**REQUIREMENT**: The lines to extract start at the one containing "Each instance of the metal" and end with the last line; give them exactly and nothing more.

## Begin GIVEN DATA

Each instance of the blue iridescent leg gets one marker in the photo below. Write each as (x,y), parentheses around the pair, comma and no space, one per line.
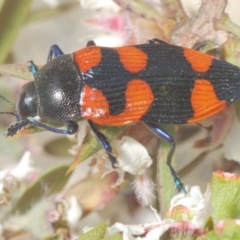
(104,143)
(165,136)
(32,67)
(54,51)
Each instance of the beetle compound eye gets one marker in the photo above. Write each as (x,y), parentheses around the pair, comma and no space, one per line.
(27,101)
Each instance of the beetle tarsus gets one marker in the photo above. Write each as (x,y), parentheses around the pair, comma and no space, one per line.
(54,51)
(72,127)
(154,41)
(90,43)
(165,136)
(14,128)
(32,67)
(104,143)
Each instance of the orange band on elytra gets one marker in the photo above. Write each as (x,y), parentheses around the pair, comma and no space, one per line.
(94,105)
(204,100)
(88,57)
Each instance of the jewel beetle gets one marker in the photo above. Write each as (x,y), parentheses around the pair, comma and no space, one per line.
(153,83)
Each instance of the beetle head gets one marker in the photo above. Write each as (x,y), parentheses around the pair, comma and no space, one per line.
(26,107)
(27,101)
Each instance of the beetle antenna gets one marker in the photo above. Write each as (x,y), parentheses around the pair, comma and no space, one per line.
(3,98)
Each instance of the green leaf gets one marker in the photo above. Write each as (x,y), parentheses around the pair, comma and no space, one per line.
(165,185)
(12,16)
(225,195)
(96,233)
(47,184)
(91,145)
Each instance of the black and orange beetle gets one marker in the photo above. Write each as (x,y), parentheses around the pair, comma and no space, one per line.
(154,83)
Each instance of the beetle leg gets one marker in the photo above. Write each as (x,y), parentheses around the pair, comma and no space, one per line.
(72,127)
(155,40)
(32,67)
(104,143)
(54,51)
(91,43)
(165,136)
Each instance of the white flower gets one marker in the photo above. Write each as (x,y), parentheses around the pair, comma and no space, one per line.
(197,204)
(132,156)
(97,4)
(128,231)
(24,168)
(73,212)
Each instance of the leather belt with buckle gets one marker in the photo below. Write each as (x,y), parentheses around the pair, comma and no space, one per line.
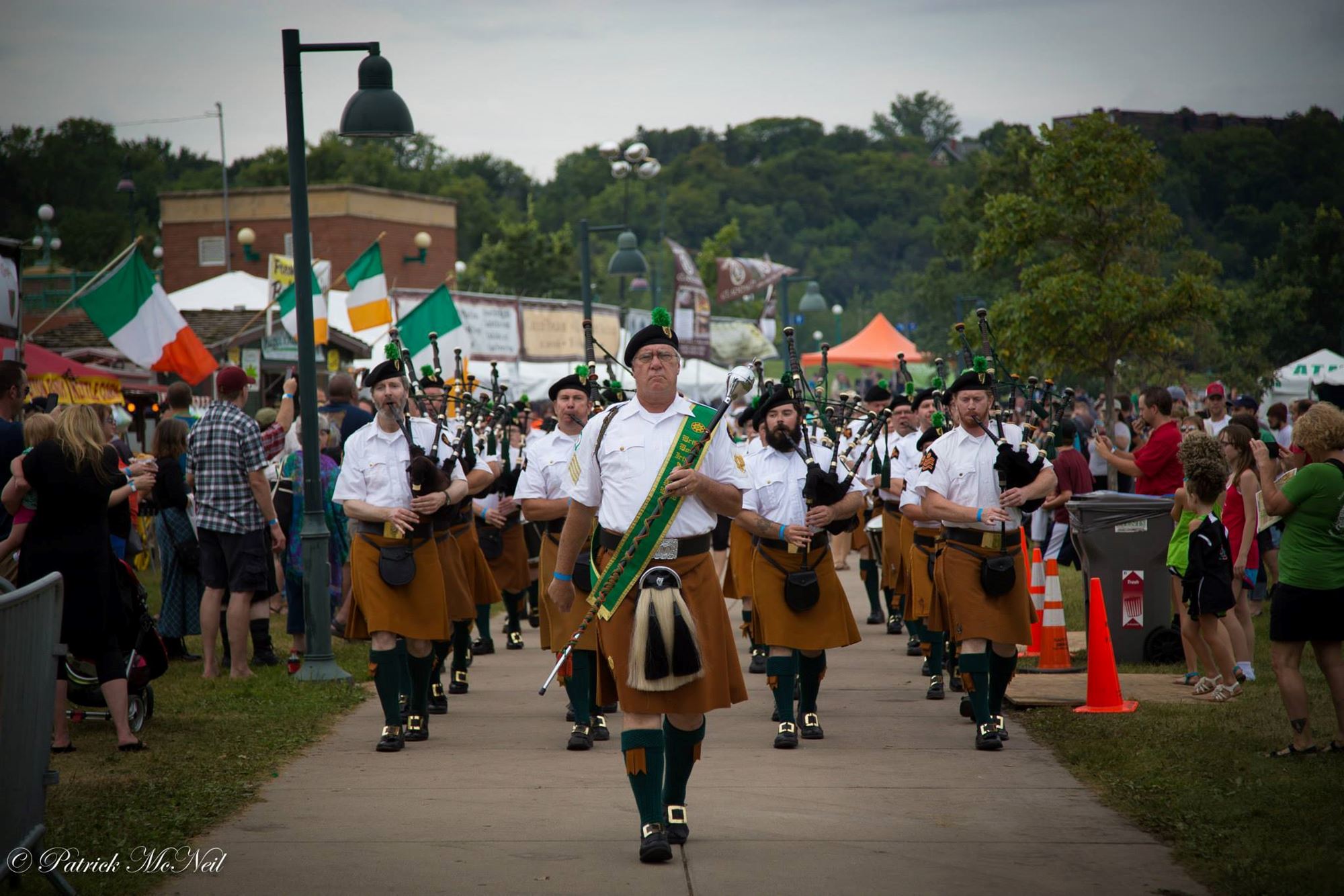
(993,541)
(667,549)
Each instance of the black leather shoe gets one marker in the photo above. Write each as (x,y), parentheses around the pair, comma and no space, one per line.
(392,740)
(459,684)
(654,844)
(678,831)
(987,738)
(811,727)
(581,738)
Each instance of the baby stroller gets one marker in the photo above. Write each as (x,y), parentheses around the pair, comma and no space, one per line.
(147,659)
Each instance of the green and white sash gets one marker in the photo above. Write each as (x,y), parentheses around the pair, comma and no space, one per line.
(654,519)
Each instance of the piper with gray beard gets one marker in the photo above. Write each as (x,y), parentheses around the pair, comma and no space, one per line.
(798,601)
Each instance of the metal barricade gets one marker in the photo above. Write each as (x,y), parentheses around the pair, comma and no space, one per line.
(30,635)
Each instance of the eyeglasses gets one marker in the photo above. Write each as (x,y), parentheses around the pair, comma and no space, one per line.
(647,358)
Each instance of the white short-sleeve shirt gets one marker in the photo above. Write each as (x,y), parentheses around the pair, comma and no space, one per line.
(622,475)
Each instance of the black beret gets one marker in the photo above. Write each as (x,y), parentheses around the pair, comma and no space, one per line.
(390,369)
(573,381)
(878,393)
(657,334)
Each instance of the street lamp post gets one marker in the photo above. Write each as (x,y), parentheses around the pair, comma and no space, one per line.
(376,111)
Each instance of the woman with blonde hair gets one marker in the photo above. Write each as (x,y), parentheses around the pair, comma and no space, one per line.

## End GIVEN DATA

**ANSWER FOR THIS EXERCISE**:
Each instance of the metal barricade gets one marker in the photo above. Write each as (x,y), parentheses around the pair, comma and no space, one per line.
(30,635)
Each instance of the eyeglasses gets one marker in the photo above. Write each as (x,y), parentheses around the pair, comma and no space, one per line.
(647,358)
Each instance of the white short-sleeve shirt gets one marker in the photo above. Write each as (x,y), parentheses around the pair, comma and no space, one per line.
(622,475)
Each instance of the black beret gets one marker in the photo above. Write each as (x,y), parentheses around the pair, comma and no space, one per line.
(390,369)
(573,381)
(878,393)
(657,334)
Each instance of the street lamp post gets one marker in the photo above. Write each as (x,y), parentheses around the pair, comma and no space, one per line.
(376,111)
Each instance of the woman with blonde hair gets one marker in the photo above. Write each as (x,y), parentheses around the pair, comma and no space, one per line.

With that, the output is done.